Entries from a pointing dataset
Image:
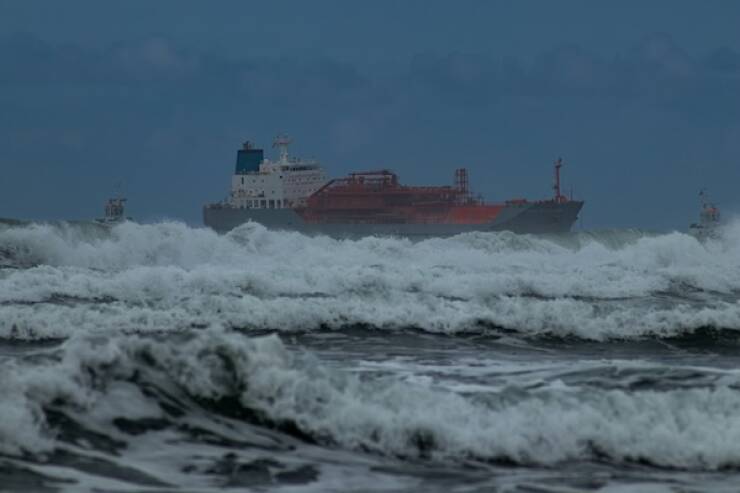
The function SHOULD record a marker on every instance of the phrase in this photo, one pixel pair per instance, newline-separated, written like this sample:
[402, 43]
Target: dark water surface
[165, 358]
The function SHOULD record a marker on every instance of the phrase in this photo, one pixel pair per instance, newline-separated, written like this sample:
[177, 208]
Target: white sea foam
[168, 276]
[685, 428]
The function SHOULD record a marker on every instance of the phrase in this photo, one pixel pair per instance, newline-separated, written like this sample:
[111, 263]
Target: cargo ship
[295, 194]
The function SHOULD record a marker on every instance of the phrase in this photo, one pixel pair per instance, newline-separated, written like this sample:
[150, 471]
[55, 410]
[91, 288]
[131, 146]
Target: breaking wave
[111, 393]
[58, 280]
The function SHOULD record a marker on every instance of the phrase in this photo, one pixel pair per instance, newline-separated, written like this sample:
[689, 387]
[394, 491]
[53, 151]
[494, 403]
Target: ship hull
[526, 218]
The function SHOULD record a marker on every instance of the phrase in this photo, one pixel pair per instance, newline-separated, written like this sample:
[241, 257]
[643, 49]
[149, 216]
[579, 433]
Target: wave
[64, 279]
[123, 388]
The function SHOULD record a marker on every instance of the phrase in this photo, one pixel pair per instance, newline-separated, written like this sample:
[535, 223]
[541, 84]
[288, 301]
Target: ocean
[162, 358]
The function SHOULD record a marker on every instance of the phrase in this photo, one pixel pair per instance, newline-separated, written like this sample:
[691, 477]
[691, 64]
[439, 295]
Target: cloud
[149, 110]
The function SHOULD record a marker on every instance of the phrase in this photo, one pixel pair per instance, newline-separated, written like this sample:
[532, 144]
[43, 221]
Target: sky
[641, 100]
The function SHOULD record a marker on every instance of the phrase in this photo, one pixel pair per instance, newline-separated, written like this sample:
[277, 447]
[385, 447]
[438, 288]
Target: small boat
[114, 212]
[709, 220]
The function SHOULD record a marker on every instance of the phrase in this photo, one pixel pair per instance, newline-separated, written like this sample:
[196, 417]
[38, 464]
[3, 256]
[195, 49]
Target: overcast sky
[641, 99]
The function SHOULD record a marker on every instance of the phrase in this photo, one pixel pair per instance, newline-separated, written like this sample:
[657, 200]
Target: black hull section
[528, 218]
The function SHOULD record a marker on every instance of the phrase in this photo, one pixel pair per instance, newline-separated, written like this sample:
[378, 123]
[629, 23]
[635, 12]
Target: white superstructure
[281, 184]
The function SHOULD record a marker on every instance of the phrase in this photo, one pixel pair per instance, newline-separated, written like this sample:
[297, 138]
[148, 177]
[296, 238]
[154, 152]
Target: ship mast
[559, 197]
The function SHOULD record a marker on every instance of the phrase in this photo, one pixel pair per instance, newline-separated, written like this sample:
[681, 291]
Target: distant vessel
[709, 219]
[294, 194]
[114, 211]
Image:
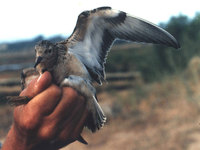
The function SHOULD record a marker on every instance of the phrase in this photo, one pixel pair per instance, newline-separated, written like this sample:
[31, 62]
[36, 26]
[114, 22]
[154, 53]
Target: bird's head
[46, 56]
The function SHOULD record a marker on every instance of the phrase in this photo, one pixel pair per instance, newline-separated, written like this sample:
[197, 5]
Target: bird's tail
[96, 117]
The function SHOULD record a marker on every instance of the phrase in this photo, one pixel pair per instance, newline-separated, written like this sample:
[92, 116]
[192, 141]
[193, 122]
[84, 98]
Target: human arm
[52, 119]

SHORT EXERCISE: Write out each line of the data exactly; the images should be left out.

WRITTEN ANSWER:
Image:
The function SHOULD record a marker on every instance of the phrase in this photo, one pixel pair per instance, newline-separated, written like this sample:
[402, 43]
Target: dark water surface
[165, 358]
The function SHOULD record a marker on every instance of the phrase in this photo, one pixel pair per instance, newline-separated, written like this sample:
[177, 208]
Target: white sea foam
[168, 276]
[685, 428]
The function SHOULD record a marker on every instance of the phrase in this photo, one pixel pair per instance, newline-separated, written like this sample:
[111, 263]
Target: cargo ship
[295, 194]
The function SHOULD record a marker on every instance of the phrase in this photo, one pixel pair per instance, newline-separated, written like this sample:
[150, 471]
[55, 410]
[91, 288]
[131, 146]
Target: breaking wave
[111, 393]
[58, 280]
The function SHOULD record a marker on every instance of the phrase in this photo, one pixel pair per instance, newline-separated, written like this sample:
[689, 387]
[394, 491]
[53, 151]
[494, 403]
Target: ship hull
[526, 218]
The function SHOULD record a marker on every instance of the phrase in this photo, one pixel pair per instance, newline-separated, written like this sample:
[241, 257]
[643, 49]
[149, 216]
[579, 433]
Target: wave
[64, 279]
[123, 388]
The function SHOULD record a marker on every instance of the phrase in this photo, one pixel pair per instance, newline-separated, written like this sample:
[535, 223]
[541, 84]
[288, 301]
Target: ocean
[162, 358]
The function SHOULD record a marker on every instance of the phrase in this photo, one pixel pair per instance, newline-separated, written like this sample:
[691, 477]
[691, 64]
[439, 295]
Target: cloud
[149, 110]
The function SHOULD record a marker on every instance of the phrase in this photo, one pixel pair per instance, newline-separated, written like this sample:
[532, 144]
[43, 221]
Target: sky
[641, 100]
The function SHOULD record a marker on every instance of the phrase in this photo, one pixel pair per instance, newline-separated, written like this sample:
[277, 447]
[385, 447]
[438, 288]
Target: small boat
[114, 212]
[709, 220]
The function SHOULD record a marker on every instance of the phrase in this photo, one pixel pair per instance, newline-separated, written like this sample:
[196, 417]
[38, 464]
[3, 256]
[195, 49]
Target: overcast sky
[641, 99]
The function SHOULD record a marker on every instance of the phrase in this photo, one pixel pair per instance, newline-separated, written like this sample:
[657, 200]
Target: black hull section
[528, 218]
The function SHOULD record a marker on every instance of the phrase in this photo, one pixel pair per instance, newline-separated, written like this sample:
[378, 123]
[629, 23]
[635, 12]
Target: white superstructure
[281, 184]
The function SHOULD record a marker on every instance of the phrase in this photo, one pixel pair per instance, newline-separated, written like this sample:
[297, 138]
[148, 177]
[296, 238]
[154, 152]
Target: ship mast
[559, 197]
The function SHOULD record a marker on every instance of the phrase in this photo, one pixel pair per instance, newline-separated, written like this sample:
[681, 291]
Target: distant vessel
[709, 219]
[294, 194]
[114, 211]
Image:
The function SHOULD record a marker on every instance of the phrase in this photo, one pixel pair per instance, newline-separated, written like this sample:
[31, 62]
[36, 26]
[114, 22]
[154, 53]
Target: bird's head
[46, 56]
The function SHOULD record a marker on every instance of the phrase in this photo, one pixel pair per instance, newline-separated, written like this sample:
[197, 5]
Target: bird's tail
[96, 117]
The function SHOULD record a marker on every instance of the phrase in this photo, one pixel pair per instance, newline-separated, written like this sample:
[92, 116]
[192, 141]
[193, 122]
[84, 98]
Target: human arm
[52, 119]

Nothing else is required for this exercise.